**EXERCISE DETAILS**. Beginning with the first line of the data below, set down each line exactly through the line that contains "Target: excavator track".
(DATA TO EXAMINE Opens)
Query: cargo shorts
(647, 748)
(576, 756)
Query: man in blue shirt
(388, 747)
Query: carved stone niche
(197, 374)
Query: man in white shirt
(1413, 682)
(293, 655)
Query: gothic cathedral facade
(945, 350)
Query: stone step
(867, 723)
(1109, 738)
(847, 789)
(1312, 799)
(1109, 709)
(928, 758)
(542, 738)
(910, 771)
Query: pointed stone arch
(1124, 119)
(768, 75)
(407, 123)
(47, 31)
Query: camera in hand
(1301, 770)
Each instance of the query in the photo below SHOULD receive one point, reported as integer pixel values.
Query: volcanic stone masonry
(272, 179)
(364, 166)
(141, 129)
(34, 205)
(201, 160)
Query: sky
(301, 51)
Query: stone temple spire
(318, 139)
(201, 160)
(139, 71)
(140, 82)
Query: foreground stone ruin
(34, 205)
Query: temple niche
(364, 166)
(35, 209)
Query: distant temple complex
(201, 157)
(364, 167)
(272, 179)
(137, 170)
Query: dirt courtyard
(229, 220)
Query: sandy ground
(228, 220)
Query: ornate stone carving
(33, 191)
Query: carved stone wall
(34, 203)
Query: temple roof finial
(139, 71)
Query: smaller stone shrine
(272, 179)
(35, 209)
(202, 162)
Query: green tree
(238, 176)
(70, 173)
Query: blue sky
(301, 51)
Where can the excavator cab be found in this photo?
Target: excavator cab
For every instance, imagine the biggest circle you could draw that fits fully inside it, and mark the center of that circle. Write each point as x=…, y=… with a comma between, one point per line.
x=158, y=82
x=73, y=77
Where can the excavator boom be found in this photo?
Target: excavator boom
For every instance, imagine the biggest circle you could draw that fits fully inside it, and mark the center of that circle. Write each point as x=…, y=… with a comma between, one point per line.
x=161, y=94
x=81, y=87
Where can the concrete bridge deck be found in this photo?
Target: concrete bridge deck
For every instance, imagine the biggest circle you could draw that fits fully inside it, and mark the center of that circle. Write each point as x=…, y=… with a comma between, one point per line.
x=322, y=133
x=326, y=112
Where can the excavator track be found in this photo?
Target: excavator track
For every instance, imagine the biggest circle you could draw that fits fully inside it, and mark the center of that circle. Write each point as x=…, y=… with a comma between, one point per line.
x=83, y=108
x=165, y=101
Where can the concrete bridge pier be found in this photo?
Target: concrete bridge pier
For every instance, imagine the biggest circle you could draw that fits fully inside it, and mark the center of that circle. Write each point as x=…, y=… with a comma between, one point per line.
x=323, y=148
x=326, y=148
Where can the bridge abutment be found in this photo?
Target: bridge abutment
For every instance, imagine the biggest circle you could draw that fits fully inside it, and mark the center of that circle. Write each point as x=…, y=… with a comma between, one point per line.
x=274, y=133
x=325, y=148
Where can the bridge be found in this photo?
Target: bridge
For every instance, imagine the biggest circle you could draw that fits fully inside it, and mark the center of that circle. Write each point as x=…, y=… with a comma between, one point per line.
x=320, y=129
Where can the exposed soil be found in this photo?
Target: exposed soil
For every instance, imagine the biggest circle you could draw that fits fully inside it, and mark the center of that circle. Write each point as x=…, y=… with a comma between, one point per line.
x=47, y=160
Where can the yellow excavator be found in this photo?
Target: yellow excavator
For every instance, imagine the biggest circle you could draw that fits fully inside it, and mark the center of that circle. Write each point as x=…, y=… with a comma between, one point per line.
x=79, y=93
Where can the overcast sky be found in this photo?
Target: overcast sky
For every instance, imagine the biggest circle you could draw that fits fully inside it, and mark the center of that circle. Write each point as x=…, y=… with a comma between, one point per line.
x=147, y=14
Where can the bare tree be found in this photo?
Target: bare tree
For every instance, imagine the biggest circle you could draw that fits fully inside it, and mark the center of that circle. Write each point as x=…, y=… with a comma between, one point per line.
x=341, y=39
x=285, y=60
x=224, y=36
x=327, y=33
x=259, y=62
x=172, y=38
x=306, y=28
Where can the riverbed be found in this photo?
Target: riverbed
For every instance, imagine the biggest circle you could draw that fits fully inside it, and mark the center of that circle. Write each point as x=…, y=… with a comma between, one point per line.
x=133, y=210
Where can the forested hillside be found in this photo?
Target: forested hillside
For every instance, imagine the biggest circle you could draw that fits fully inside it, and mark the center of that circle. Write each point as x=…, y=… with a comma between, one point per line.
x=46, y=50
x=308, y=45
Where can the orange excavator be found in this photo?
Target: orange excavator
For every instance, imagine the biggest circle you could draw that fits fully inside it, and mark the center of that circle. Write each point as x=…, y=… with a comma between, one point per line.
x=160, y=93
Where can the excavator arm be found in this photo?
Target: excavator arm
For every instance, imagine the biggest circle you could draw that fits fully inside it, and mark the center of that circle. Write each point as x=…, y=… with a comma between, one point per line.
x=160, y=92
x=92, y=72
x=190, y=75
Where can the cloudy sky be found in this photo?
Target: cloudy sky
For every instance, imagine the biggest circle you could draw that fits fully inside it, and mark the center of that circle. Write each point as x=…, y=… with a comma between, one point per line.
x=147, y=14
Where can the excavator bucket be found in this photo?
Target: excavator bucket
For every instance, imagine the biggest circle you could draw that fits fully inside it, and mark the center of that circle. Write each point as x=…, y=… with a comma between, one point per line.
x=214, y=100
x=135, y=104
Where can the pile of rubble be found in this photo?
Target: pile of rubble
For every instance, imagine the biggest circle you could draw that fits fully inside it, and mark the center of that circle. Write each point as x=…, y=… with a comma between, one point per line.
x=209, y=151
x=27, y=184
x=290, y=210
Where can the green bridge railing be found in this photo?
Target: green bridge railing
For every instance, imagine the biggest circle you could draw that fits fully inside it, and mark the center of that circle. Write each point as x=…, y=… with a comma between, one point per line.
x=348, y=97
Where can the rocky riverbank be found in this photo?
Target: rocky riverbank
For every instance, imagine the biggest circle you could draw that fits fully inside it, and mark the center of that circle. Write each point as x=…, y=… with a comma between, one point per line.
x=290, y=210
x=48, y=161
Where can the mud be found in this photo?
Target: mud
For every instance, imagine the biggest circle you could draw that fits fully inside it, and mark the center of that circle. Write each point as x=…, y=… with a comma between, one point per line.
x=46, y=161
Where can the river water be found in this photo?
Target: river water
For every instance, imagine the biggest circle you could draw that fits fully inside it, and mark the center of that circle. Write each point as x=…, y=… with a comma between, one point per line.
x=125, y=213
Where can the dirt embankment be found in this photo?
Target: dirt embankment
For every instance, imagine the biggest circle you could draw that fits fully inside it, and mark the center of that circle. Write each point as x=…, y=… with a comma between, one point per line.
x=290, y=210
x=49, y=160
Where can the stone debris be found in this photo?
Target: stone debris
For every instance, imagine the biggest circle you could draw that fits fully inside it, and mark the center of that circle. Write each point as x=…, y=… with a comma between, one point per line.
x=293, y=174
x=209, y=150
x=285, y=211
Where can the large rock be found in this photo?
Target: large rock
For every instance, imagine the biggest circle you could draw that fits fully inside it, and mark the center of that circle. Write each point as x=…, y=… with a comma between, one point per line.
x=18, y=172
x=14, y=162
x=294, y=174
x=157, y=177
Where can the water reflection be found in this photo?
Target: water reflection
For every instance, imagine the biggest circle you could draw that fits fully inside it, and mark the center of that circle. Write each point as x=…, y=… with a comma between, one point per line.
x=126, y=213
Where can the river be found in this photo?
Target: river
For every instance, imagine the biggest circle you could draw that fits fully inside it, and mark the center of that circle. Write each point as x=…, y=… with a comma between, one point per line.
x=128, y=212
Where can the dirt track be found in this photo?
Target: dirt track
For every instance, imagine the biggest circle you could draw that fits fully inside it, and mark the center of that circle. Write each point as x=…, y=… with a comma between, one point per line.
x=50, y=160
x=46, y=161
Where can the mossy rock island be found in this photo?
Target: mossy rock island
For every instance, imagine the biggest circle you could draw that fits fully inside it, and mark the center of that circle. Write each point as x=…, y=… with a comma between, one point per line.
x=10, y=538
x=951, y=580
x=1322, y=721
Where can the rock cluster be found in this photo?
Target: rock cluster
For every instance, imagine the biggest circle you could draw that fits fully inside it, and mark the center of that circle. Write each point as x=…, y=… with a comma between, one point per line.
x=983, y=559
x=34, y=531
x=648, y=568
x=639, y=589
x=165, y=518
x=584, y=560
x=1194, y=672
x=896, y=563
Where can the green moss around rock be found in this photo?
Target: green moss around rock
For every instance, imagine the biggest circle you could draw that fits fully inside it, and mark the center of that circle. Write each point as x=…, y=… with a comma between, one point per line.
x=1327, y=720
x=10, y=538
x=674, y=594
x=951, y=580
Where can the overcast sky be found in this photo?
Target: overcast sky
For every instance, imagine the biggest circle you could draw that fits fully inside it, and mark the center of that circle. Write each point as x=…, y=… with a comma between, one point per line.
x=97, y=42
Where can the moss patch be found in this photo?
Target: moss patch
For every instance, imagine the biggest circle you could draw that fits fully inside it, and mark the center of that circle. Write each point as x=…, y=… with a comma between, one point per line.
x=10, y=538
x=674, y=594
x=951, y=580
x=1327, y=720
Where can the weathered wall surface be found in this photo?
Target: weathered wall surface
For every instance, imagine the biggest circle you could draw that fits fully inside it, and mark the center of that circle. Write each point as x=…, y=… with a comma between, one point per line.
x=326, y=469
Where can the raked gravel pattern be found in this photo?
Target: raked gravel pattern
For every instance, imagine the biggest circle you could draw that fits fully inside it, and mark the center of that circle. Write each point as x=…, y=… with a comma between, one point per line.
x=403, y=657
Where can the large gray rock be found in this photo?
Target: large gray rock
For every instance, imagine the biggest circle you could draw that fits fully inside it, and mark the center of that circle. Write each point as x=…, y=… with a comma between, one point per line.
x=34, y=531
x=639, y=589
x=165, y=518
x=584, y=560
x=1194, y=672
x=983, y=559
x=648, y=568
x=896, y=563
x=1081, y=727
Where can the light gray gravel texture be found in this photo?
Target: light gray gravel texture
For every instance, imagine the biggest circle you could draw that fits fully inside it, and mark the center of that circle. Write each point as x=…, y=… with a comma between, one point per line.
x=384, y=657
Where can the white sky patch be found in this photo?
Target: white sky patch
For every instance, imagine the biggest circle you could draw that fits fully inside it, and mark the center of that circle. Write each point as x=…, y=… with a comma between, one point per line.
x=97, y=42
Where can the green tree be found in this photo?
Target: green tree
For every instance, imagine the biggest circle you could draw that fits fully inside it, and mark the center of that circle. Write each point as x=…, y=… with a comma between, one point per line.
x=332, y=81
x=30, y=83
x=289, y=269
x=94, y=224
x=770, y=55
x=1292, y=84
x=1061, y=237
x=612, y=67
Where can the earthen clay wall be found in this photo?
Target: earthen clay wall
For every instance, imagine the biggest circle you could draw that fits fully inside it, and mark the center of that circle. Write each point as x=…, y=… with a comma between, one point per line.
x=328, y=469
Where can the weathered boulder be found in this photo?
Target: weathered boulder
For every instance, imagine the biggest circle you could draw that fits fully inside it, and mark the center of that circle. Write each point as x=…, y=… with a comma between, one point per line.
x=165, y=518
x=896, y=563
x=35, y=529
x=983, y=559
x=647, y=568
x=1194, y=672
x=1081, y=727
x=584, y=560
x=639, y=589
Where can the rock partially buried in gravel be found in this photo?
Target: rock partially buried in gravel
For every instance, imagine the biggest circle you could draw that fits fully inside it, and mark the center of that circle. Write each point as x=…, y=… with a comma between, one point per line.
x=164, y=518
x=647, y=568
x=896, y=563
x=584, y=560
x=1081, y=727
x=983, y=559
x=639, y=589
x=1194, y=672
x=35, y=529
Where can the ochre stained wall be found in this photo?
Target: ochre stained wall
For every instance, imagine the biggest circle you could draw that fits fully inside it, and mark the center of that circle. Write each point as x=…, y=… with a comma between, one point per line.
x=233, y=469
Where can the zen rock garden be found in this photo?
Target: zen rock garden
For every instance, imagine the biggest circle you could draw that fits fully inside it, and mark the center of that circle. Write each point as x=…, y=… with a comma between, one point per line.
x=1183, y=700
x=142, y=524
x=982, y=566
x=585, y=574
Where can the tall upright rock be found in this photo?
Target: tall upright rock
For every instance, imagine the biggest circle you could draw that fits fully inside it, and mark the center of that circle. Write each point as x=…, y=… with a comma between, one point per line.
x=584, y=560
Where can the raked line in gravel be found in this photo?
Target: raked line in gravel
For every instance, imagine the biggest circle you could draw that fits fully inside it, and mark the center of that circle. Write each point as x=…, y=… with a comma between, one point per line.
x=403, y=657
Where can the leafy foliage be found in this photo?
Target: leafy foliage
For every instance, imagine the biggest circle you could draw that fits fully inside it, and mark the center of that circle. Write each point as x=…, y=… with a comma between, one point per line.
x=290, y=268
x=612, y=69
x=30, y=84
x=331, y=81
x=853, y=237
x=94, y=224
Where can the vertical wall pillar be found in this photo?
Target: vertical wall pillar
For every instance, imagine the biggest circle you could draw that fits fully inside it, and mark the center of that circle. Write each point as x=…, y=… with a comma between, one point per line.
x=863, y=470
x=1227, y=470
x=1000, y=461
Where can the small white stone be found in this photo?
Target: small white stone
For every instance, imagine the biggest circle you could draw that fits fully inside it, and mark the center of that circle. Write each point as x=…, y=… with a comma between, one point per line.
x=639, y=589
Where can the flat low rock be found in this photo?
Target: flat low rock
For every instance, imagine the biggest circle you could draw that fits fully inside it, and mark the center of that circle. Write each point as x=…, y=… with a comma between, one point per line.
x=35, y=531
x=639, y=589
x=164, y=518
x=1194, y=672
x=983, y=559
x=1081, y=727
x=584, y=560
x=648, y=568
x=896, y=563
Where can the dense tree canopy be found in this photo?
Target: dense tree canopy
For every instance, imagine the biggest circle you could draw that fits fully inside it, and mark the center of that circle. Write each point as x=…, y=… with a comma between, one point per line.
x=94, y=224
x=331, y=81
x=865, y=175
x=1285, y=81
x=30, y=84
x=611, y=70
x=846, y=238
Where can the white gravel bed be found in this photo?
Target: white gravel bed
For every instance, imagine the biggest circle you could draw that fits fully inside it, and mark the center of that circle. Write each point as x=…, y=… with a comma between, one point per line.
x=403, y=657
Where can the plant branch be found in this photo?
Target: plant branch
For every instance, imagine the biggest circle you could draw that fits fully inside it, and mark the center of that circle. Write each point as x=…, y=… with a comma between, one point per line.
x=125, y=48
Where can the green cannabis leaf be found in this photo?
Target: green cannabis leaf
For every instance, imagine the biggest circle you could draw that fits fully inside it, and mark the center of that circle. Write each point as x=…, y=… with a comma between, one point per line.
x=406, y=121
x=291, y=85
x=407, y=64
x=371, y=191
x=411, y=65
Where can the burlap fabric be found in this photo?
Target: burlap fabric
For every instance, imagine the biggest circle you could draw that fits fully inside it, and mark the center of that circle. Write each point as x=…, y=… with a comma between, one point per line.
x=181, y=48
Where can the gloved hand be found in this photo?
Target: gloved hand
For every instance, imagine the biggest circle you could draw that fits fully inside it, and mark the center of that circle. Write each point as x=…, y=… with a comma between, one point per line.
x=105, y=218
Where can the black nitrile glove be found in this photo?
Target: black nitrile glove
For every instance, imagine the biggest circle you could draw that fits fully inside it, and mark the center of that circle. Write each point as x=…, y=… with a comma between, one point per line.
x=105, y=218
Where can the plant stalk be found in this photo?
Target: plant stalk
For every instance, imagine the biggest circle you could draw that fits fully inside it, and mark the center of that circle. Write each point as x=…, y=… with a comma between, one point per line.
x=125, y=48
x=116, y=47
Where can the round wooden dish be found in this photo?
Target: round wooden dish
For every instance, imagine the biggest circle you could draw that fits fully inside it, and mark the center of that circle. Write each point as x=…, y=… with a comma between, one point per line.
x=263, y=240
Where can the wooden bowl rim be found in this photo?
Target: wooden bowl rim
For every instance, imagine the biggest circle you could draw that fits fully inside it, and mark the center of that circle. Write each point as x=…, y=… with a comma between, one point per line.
(DATA TO EXAMINE Closes)
**PROBLEM SOLUTION**.
Query: cargo shorts
(647, 748)
(576, 756)
Query: man in blue shirt
(388, 747)
Query: carved stone niche
(197, 374)
Query: man in white shirt
(1413, 682)
(293, 655)
Query: gothic cathedral facade
(945, 350)
Query: stone step
(867, 723)
(1109, 738)
(847, 789)
(1312, 799)
(1109, 709)
(928, 758)
(542, 738)
(910, 771)
Query: pointed stone arch
(1124, 119)
(768, 75)
(407, 123)
(47, 31)
Query: camera in hand
(1301, 770)
Each instance of the query in the photo below SHOULD receive one point, reported as integer pixel values.
Query: volcanic stone masonry
(272, 179)
(364, 166)
(141, 129)
(34, 205)
(201, 160)
Query: sky
(301, 51)
Query: stone temple spire
(318, 139)
(201, 160)
(139, 71)
(140, 82)
Query: foreground stone ruin
(34, 205)
Query: temple niche
(364, 166)
(35, 209)
Query: distant temple complex
(201, 157)
(364, 167)
(272, 179)
(137, 170)
Query: dirt courtyard
(229, 220)
Query: sandy ground
(228, 220)
Query: ornate stone carving
(33, 191)
Query: carved stone wall
(34, 203)
Query: temple roof finial
(139, 71)
Query: smaller stone shrine
(272, 179)
(35, 209)
(202, 162)
Query: green tree
(238, 176)
(70, 173)
Query: blue sky
(301, 51)
Where can the excavator cab be found in this photo?
Target: excavator cab
For every instance, imagine the biggest circle you could draw that fits fully inside it, and mark the center of that circle. Write each point as x=…, y=… with a comma between, one point per line.
x=158, y=82
x=73, y=77
Where can the excavator boom be found in this photo?
Target: excavator boom
For every instance, imagine the biggest circle you could draw that fits fully inside it, and mark the center of that circle. Write each point as x=…, y=… with a comma between, one point per line.
x=161, y=94
x=81, y=87
Where can the concrete bridge deck be found in this photo?
Target: concrete bridge deck
For every instance, imagine the biggest circle you could draw that fits fully inside it, and mark the center of that circle. Write each point as x=…, y=… with a comma between, one point per line.
x=322, y=133
x=326, y=112
Where can the excavator track be found in this photo?
Target: excavator track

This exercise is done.